Records of labeled points:
::::::::

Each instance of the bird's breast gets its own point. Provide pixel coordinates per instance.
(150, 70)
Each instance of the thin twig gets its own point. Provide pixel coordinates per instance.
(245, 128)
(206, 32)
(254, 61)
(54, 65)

::::::::

Written task:
Copy out all of the records above line for line, with no changes.

Task answer:
Each instance of the bird's breast gets its own point. Provide pixel coordinates per instance.
(150, 70)
Each instance of the thin twig gets its own point. Provide pixel coordinates per instance.
(245, 128)
(206, 32)
(254, 61)
(54, 65)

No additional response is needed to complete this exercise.